## WRITTEN REQUEST
Using the records below, copy out exactly the line that contains "Practice step: indicate the blurry" and every line that follows it, up to and including the last, and no others.

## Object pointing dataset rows
►

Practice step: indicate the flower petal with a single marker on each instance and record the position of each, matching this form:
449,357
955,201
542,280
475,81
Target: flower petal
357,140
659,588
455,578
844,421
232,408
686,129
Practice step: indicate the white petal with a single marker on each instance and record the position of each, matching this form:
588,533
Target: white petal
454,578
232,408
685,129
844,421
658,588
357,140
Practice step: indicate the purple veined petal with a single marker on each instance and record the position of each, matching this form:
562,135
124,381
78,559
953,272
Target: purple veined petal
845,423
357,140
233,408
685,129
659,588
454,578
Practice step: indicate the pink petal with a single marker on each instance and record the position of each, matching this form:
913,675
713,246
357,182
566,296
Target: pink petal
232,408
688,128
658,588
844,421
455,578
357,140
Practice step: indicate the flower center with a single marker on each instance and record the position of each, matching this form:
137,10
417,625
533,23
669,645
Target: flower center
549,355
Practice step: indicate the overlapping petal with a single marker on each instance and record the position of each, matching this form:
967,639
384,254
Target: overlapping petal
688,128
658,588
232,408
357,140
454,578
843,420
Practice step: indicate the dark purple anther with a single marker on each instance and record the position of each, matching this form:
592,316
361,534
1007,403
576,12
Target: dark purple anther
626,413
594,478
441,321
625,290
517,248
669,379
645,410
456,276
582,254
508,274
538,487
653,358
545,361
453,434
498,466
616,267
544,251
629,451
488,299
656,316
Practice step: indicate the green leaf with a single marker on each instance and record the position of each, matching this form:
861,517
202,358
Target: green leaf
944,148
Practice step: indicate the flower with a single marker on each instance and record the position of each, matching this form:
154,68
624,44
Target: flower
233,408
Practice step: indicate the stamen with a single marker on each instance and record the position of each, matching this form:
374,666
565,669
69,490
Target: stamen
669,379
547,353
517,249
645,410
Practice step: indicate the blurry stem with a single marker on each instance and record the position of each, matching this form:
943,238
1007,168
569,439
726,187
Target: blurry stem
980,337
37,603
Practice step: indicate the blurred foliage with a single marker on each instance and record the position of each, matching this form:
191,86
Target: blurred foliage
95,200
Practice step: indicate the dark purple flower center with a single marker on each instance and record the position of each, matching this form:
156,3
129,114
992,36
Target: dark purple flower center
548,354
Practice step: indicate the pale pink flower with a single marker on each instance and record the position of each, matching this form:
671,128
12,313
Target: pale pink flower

◄

## RESPONSE FOR THIS EXERCISE
Practice step: indicate the blurry stem with a single marker on each instance and record the position of each, matching this form:
943,238
1007,168
569,439
726,187
Target: blurry stem
980,337
37,603
Practice step: indicate the blurred foliage with a single marker on each instance and record the position of each, matching this form:
191,86
Target: blurred foliage
95,200
Practice step: indicate the dark purple flower center with a single marker on each instance and record the position of each, matching this form:
156,3
129,114
992,36
Target: dark purple flower center
548,354
Practice step: indicate the pale pink flower with a single marker on each instance and record the position of each, matching this form:
671,128
12,313
Target: pale pink flower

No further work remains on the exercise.